**Aim:** State how many lines in the items below contain the word "wall". Give only the number.

# START OF Exercise data

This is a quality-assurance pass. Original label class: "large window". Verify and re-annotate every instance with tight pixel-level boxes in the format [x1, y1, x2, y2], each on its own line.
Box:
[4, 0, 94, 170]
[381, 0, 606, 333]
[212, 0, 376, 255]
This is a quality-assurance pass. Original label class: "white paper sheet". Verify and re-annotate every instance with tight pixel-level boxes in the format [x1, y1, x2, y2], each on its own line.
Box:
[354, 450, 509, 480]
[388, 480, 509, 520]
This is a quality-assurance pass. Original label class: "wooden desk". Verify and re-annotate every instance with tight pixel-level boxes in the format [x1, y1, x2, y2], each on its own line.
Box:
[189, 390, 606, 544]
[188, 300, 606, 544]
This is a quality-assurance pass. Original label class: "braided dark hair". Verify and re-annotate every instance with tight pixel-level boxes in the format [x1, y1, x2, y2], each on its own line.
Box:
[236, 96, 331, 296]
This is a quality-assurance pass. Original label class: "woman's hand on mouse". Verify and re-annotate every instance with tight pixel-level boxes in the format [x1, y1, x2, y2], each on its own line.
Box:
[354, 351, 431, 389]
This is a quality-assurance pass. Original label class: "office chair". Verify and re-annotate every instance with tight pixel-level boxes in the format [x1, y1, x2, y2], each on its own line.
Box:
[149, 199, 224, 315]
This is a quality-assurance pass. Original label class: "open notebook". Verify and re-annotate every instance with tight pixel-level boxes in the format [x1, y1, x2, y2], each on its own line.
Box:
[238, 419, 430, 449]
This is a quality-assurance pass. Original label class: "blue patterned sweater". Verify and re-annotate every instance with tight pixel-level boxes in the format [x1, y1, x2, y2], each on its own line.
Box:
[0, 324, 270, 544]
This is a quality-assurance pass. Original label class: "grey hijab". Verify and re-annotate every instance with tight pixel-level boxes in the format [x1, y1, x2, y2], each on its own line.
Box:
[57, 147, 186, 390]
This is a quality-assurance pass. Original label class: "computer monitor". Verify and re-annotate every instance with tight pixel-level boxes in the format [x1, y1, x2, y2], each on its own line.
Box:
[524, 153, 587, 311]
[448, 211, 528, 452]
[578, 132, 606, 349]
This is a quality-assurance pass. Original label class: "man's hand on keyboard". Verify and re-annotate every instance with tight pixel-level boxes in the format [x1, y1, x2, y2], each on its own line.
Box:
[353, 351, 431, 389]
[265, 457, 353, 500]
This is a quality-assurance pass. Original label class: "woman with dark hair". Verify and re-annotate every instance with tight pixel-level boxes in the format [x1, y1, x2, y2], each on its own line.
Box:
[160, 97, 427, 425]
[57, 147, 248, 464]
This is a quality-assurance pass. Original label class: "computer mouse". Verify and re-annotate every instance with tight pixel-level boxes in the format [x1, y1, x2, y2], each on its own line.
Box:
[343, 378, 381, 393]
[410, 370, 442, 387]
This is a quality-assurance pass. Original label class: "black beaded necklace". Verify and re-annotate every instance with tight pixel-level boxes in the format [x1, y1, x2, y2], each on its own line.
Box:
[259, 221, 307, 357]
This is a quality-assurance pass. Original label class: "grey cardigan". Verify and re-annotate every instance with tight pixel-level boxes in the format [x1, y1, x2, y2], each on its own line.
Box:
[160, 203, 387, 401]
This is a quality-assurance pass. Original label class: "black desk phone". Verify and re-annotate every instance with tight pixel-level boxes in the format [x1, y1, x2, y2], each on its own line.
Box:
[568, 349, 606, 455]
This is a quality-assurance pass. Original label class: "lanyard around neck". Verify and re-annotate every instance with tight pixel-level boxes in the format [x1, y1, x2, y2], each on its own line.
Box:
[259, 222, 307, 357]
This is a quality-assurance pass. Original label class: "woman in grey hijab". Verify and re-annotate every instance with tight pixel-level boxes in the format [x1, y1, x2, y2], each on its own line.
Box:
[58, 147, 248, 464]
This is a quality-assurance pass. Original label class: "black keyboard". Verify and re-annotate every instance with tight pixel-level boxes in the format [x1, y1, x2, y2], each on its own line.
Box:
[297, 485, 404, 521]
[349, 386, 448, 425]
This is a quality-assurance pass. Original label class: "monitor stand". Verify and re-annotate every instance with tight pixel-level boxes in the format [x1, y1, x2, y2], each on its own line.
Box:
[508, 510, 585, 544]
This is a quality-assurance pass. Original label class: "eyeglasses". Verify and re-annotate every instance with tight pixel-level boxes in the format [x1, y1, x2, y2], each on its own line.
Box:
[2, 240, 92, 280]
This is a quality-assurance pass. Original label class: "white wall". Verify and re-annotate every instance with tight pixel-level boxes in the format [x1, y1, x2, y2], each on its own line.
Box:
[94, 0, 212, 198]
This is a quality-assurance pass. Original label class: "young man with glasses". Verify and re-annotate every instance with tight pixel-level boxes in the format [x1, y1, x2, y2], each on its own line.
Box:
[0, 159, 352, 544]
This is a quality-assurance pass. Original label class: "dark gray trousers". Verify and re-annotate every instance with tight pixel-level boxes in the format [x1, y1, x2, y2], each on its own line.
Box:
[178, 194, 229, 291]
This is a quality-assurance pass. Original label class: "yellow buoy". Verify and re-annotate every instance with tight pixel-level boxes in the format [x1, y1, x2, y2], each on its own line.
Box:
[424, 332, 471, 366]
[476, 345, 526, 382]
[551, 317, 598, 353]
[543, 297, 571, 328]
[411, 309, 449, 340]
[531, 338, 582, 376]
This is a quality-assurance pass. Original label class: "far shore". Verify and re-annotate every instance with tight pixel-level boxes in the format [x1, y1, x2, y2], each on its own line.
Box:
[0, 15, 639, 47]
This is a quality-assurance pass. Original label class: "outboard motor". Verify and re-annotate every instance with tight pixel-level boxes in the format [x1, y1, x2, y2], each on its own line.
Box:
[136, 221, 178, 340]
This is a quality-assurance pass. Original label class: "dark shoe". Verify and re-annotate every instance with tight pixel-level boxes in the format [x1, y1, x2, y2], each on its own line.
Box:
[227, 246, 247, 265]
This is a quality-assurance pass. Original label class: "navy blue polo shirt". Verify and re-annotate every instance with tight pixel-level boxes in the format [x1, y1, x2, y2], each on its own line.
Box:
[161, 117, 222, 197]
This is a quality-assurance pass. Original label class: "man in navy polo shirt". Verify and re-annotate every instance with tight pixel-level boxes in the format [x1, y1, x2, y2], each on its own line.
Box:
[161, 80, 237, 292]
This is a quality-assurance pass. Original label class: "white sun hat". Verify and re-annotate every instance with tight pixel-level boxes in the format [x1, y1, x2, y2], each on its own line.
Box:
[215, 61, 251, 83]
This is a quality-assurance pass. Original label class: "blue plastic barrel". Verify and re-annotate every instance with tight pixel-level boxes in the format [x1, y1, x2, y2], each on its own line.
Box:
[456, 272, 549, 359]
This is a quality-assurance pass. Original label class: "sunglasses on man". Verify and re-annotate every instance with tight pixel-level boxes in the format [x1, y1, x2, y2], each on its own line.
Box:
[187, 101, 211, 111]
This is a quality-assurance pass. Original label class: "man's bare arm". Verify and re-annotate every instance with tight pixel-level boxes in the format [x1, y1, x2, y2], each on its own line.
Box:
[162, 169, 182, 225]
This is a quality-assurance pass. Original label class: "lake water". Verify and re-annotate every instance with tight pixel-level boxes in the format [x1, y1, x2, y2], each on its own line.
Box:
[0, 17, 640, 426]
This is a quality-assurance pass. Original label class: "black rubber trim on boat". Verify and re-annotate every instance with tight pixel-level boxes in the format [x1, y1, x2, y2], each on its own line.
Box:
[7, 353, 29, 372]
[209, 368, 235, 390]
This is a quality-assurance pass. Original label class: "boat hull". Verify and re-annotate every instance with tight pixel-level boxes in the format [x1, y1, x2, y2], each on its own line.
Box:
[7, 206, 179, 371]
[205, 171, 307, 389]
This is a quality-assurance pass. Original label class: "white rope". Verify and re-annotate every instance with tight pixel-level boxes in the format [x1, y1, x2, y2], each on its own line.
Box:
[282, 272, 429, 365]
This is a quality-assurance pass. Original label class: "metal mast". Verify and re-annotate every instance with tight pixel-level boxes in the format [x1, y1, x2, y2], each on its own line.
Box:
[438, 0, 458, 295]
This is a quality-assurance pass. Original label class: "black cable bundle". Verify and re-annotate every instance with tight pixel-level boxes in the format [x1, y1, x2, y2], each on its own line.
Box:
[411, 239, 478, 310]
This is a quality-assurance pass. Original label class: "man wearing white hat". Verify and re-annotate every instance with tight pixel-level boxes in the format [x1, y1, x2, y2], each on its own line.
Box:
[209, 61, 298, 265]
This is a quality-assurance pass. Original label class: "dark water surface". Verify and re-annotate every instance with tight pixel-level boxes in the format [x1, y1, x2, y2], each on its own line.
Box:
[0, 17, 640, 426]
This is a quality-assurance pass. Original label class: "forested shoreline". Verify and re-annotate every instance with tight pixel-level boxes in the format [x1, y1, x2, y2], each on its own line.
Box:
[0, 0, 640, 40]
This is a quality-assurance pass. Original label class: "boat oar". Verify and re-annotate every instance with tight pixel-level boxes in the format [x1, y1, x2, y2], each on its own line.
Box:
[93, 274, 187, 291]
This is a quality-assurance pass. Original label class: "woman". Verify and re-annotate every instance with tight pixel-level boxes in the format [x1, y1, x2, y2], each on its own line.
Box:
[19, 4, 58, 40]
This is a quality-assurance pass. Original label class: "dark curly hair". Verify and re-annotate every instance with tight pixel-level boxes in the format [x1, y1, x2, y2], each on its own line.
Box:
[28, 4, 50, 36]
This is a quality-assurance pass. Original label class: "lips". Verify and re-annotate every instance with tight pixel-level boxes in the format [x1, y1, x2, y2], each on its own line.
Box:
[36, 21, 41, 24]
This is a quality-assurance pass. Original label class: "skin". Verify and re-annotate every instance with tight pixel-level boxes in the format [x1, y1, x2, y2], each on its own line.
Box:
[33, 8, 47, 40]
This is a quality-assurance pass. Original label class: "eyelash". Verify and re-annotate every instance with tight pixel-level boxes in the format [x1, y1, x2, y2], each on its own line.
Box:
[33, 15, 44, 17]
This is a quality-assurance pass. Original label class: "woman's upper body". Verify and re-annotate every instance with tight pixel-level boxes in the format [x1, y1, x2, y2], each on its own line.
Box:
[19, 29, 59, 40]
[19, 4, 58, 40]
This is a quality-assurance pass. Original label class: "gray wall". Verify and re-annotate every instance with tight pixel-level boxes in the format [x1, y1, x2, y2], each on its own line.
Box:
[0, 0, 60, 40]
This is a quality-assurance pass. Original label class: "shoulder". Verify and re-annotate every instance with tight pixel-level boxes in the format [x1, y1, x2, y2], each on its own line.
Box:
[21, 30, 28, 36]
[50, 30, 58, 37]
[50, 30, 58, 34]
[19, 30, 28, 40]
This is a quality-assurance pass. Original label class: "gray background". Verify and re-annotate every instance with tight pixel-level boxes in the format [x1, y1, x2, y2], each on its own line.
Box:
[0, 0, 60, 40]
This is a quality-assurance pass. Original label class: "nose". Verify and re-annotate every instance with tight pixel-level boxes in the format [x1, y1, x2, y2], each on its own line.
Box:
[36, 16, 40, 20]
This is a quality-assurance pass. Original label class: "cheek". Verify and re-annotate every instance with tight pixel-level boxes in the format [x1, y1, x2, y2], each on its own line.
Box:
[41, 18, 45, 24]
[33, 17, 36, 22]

# END OF Exercise data

**Full answer:** 2